PROMPT 1. According to the piece on Medicaid work requirements, which states are trying to make employment a condition of receiving Medicaid?
PROMPT 2. Pick up the piece on Medicaid work requirements after its final sentence and keep writing in the same voice.

SELECTED EXTRACT.
>>>

Medicaid Work Requirements

In an article I came across by David Frank, AARP (https://www.aarp.org/politics-society/advocacy/info-2017/medicaid-work-requirements-fd.html); I discovered Arizona, Arkansas, Indiana, Kentucky, Maine, New Hampshire, Utah and Wisconsin are trying to make employment a condition of receiving Medicaid. On the surface, this may seem pretty reasonable – especially if you’re not too familiar with the program itself.

“Medicaid is a jointly funded, Federal-State health insurance program for low-income and needy people. It covers children, the aged, blind, and/or disabled and other people who are eligible to receive federally assisted income maintenance payments.” (https://www.ssa.gov/disabilityresearch/wi/medicaid.htm). I added the emphasis in red, because from what I’ve personally experienced the focus is on “other people”. This focus is usually followed by an assertion about how they should be able to get a job (I’m stopping here, but almost invariably there will also be some condescending or insulting remarks as well).

I’m all for everyone working, but this is a free-country and the government can’t tell businesses who to hire. Sure, it can prevent discrimination, and there are laws in place; but at the end of the day a business is going to hire the best fit for the positions they need filled. And with increased automation, there is less and less need for unskilled labor. Schools are getting better at developing skills, but the curve is steep – and in my experience the focus is still centered around food, filth and flowers; because historically these were the job types assumed to be best suited.

<<<

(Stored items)

>>>

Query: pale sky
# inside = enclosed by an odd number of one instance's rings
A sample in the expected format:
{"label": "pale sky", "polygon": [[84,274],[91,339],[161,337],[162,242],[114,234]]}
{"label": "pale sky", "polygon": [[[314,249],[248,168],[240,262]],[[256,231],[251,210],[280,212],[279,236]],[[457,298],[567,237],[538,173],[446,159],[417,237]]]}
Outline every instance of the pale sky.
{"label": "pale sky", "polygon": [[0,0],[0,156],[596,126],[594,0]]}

<<<

RESPONSE BOX 1. Arizona, Arkansas, Indiana, Kentucky, Maine, New Hampshire, Utah and Wisconsin.

RESPONSE BOX 2.
Companies are recognizing those with disabilities have more to offer, and several (AT&, Prudential Financial and IBM – source DiversityInc) are leading the pack – but it’s going to take time. From what I have personally experienced, most people want to be independent – and working goes a long way towards fostering this. Families can help by focusing on what their children CAN do, rather than what their challenges are. Easier said than done; but setting the foundation is key.

From there, schools and employers can, and should, build the necessary skills. Bring back journeyman programs and focus less on college; the need for trades (plumbing, electrical, HVAC, etc) aren’t going away. But none of this needs the State governments to legislate a demand to work for Medicaid.